* [To be done]
Please gather every line of the rows below that contains the word "rock" and copy each one in full. Case counts.

___ Supplied information ___

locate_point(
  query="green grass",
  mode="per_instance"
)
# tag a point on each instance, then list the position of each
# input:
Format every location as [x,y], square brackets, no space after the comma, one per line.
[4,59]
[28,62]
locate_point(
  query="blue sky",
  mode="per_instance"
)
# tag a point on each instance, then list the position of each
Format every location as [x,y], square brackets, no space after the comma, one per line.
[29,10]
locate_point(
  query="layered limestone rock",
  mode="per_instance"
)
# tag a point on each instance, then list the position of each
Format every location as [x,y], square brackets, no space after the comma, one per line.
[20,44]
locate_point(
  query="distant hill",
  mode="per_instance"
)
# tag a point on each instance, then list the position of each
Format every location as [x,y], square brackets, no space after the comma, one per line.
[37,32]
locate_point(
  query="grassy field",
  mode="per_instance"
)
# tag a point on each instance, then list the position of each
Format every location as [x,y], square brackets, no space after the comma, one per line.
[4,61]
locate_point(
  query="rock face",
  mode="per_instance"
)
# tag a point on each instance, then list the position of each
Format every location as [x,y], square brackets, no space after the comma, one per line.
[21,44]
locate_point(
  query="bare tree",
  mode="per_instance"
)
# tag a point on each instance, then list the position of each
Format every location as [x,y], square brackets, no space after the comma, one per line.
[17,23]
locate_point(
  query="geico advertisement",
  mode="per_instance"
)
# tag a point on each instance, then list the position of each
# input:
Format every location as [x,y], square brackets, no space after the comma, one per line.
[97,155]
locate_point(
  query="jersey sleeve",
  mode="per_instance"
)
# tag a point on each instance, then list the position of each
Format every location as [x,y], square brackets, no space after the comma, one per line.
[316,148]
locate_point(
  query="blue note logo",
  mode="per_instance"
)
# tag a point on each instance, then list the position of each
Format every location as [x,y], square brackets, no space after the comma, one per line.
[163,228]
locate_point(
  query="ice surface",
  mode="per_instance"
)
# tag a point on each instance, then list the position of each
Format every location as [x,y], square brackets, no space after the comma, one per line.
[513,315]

___

* [Correct answer]
  query="layered limestone rock",
  query="rock face",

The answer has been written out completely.